*What the exercise asks:* Each line of the records containing "drawer" is to be copied out and returned.

*Given entries:*
----------
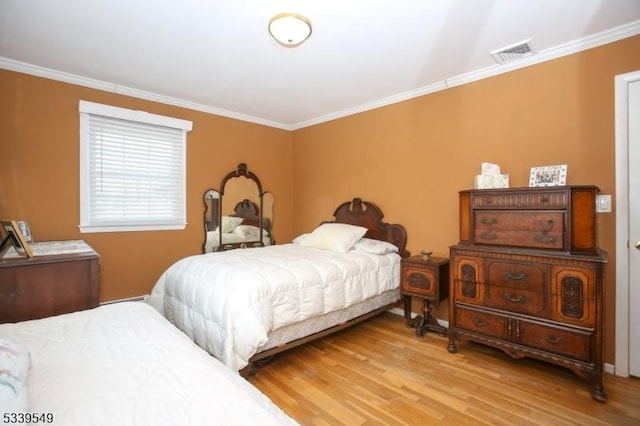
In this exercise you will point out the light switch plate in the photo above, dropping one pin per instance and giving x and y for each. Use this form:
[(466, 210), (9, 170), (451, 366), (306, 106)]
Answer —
[(603, 203)]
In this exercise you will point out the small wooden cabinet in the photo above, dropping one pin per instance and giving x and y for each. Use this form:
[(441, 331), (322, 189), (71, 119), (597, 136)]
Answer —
[(427, 279), (42, 286), (528, 277)]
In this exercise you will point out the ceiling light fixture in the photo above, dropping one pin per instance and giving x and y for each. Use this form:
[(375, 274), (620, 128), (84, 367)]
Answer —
[(289, 29)]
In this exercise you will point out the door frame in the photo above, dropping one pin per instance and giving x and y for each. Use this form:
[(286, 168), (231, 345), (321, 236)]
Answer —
[(622, 221)]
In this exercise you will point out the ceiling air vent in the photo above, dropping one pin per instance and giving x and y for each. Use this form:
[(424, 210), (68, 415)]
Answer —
[(514, 52)]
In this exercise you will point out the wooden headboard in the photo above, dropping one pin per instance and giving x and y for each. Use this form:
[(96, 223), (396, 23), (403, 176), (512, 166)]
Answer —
[(367, 214)]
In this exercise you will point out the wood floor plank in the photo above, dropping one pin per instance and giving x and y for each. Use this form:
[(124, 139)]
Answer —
[(380, 372)]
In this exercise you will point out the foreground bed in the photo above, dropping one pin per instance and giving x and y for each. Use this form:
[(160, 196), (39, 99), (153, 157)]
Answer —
[(120, 364), (245, 305)]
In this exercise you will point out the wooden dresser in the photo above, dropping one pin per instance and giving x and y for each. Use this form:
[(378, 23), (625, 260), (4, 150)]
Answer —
[(527, 277), (46, 285)]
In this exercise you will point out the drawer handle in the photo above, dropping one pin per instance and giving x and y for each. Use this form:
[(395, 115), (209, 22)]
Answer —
[(488, 236), (515, 299), (549, 226), (489, 220), (479, 322), (520, 277), (553, 340), (545, 239)]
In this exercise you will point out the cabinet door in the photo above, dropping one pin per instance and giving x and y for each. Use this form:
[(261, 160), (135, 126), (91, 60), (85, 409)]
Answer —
[(419, 280), (573, 295), (467, 271)]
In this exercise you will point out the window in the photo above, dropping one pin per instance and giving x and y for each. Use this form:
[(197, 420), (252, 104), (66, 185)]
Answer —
[(132, 170)]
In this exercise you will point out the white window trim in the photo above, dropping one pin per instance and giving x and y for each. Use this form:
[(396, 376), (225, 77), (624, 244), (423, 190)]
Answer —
[(86, 108)]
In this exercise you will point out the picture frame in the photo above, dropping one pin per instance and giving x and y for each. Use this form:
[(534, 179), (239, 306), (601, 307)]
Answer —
[(15, 237), (555, 175)]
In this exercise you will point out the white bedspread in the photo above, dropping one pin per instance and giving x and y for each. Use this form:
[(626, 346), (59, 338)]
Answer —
[(124, 364), (228, 302)]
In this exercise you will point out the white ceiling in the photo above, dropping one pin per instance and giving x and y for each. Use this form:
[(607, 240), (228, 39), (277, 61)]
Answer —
[(217, 55)]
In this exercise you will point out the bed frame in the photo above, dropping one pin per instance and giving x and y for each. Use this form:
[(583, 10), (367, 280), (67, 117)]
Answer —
[(355, 212)]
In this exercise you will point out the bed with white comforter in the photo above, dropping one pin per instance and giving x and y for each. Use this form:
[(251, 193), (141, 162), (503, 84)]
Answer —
[(229, 302), (120, 364)]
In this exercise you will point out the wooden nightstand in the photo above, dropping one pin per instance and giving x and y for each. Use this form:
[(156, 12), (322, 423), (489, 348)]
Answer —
[(62, 277), (427, 279)]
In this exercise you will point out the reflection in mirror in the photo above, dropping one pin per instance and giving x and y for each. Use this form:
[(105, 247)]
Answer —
[(211, 201), (240, 215), (267, 217)]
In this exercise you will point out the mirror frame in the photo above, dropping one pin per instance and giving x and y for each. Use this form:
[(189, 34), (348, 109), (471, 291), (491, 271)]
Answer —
[(241, 171)]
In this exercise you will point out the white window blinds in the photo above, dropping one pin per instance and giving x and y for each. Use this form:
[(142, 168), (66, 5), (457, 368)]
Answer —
[(133, 170)]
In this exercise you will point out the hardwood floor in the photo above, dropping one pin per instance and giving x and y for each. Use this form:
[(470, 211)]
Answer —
[(380, 373)]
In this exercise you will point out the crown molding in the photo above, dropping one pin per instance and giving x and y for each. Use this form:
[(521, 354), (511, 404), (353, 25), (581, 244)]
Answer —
[(599, 39), (38, 71)]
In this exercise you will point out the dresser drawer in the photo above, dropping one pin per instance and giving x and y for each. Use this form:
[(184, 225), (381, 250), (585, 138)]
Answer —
[(525, 199), (520, 301), (558, 219), (573, 344), (517, 275), (520, 228), (483, 323)]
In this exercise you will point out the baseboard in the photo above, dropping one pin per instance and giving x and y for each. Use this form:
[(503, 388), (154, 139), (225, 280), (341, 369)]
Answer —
[(398, 311)]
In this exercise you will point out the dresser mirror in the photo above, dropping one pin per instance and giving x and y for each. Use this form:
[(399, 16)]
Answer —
[(239, 214)]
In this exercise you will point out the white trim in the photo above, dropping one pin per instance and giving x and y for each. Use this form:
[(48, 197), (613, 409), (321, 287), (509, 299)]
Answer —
[(133, 115), (624, 31), (622, 222)]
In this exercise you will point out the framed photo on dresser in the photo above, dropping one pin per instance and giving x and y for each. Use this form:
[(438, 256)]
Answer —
[(12, 235), (548, 175)]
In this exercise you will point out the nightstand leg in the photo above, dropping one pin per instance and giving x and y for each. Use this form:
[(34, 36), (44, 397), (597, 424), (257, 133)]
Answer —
[(411, 322), (429, 322)]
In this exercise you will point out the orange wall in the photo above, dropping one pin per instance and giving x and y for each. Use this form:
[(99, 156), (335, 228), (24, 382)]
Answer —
[(39, 177), (410, 158), (413, 157)]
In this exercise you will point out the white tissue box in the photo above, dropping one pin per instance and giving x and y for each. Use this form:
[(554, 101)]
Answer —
[(491, 181)]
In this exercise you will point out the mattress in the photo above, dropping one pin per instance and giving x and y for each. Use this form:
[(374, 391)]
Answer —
[(124, 364), (229, 302), (292, 332)]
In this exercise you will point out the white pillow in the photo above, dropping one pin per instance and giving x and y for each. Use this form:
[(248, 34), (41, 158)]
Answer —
[(248, 231), (14, 366), (229, 223), (300, 238), (369, 245), (338, 237)]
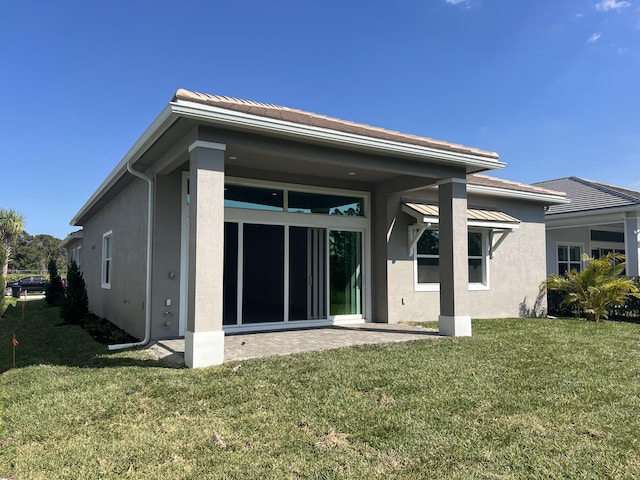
----------
*Written solution:*
In this exercise you will point out the drawer handle in the photo above, dropping one pin per instance and giving x and y for each. Use this form:
In this exercise you will point out the dresser drawer in the photo above, dropping one pin per instance and giving x and y for each. Use this form:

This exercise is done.